[begin SUPPLIED DATA]
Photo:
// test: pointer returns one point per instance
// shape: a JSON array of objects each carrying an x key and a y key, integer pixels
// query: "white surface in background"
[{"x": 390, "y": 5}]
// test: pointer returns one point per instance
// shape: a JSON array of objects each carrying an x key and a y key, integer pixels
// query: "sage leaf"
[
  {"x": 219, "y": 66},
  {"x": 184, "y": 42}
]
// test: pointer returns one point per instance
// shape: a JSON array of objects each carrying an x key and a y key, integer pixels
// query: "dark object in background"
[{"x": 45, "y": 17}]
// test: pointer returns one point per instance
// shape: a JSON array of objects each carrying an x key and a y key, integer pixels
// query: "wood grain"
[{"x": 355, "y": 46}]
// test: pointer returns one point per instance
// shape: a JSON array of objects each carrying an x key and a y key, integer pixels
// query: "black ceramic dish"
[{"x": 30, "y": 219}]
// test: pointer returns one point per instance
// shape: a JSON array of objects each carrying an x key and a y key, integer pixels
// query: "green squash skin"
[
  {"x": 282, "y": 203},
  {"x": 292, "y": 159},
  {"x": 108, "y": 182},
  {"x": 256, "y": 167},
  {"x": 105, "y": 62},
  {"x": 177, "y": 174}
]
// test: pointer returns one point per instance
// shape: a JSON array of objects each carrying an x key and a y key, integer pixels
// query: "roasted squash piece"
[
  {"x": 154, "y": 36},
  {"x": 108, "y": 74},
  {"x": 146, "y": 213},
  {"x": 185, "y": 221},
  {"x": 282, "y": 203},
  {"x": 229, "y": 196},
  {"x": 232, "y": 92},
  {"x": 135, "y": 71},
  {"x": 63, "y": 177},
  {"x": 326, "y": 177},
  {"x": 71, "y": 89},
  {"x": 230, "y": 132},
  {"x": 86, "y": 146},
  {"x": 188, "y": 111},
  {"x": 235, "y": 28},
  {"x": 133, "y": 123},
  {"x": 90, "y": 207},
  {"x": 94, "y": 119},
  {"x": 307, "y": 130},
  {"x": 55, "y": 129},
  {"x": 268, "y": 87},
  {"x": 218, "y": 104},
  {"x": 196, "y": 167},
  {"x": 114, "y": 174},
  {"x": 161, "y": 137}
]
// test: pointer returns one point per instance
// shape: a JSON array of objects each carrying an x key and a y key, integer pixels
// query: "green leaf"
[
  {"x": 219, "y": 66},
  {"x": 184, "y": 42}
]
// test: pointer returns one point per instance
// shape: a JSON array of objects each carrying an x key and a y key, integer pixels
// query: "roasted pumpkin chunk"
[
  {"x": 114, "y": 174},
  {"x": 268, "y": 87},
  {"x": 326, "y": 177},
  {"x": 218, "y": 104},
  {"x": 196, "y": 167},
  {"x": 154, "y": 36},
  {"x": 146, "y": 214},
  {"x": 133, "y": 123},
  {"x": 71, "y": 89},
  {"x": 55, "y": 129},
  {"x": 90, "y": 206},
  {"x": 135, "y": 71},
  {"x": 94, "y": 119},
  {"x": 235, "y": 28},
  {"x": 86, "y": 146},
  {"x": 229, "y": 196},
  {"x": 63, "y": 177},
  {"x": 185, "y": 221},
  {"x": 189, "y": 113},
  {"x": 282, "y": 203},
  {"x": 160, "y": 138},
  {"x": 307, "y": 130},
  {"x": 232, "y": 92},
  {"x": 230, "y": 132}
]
[end SUPPLIED DATA]
__WHAT IS NEEDED__.
Repeat all the records. Match each line exactly.

__SOLUTION FOR THIS EXERCISE__.
Photo:
// test: pointer returns one point per instance
// shape: a JSON array of objects each carrying an x key and a y key, integer pixels
// query: "white surface in background"
[{"x": 390, "y": 5}]
// test: pointer returns one point per instance
// shape: a JSON array of objects each carrying an x key and a y key, integer pixels
// query: "sage leaf"
[
  {"x": 219, "y": 66},
  {"x": 184, "y": 42}
]
// test: pointer returns one point per instance
// shape: a JSON array of objects each carrying an x key and a y key, integer pixels
// query: "dark object in background"
[{"x": 45, "y": 17}]
// test: pointer returns one point per instance
// shape: a JSON array of objects each carrying an x key and a y key, integer pixels
// query: "wood grain"
[{"x": 355, "y": 46}]
// test: pointer returns one point per instance
// shape: a JSON array of objects each carrying an x key and a y key, integer pixels
// query: "black ceramic dish"
[{"x": 30, "y": 219}]
// test: pointer returns one point per instance
// shape: a JSON array of objects each carrying an x key and a y key, integer pixels
// query: "green squash skin"
[
  {"x": 282, "y": 203},
  {"x": 292, "y": 159},
  {"x": 108, "y": 182},
  {"x": 256, "y": 167},
  {"x": 105, "y": 62},
  {"x": 177, "y": 174}
]
// test: pointer returns one point per instance
// shape: a JSON array of objects each carrying an x key and a y key, integer pixels
// query: "roasted squash piece"
[
  {"x": 154, "y": 36},
  {"x": 108, "y": 74},
  {"x": 146, "y": 213},
  {"x": 185, "y": 221},
  {"x": 282, "y": 203},
  {"x": 229, "y": 196},
  {"x": 232, "y": 92},
  {"x": 135, "y": 71},
  {"x": 63, "y": 177},
  {"x": 326, "y": 177},
  {"x": 71, "y": 89},
  {"x": 230, "y": 132},
  {"x": 86, "y": 146},
  {"x": 188, "y": 111},
  {"x": 235, "y": 28},
  {"x": 133, "y": 123},
  {"x": 90, "y": 207},
  {"x": 94, "y": 119},
  {"x": 307, "y": 130},
  {"x": 55, "y": 129},
  {"x": 268, "y": 87},
  {"x": 218, "y": 104},
  {"x": 196, "y": 167},
  {"x": 114, "y": 174},
  {"x": 161, "y": 137}
]
// test: pointer returns one point per instance
// shape: a JSON array of objects each carrying an x key and a y key, integer pixels
// query: "green leaf"
[
  {"x": 219, "y": 66},
  {"x": 184, "y": 42}
]
// test: pointer returns one point per instance
// shape: a JSON array of objects each carrying an x key and a y key, integer pixels
// query: "roasted pumpkin chunk"
[
  {"x": 114, "y": 174},
  {"x": 268, "y": 87},
  {"x": 326, "y": 177},
  {"x": 218, "y": 104},
  {"x": 196, "y": 167},
  {"x": 154, "y": 36},
  {"x": 146, "y": 214},
  {"x": 133, "y": 123},
  {"x": 71, "y": 89},
  {"x": 55, "y": 129},
  {"x": 90, "y": 206},
  {"x": 135, "y": 71},
  {"x": 94, "y": 119},
  {"x": 235, "y": 28},
  {"x": 86, "y": 146},
  {"x": 229, "y": 196},
  {"x": 63, "y": 177},
  {"x": 185, "y": 221},
  {"x": 189, "y": 113},
  {"x": 282, "y": 203},
  {"x": 160, "y": 138},
  {"x": 307, "y": 130},
  {"x": 232, "y": 92},
  {"x": 230, "y": 132}
]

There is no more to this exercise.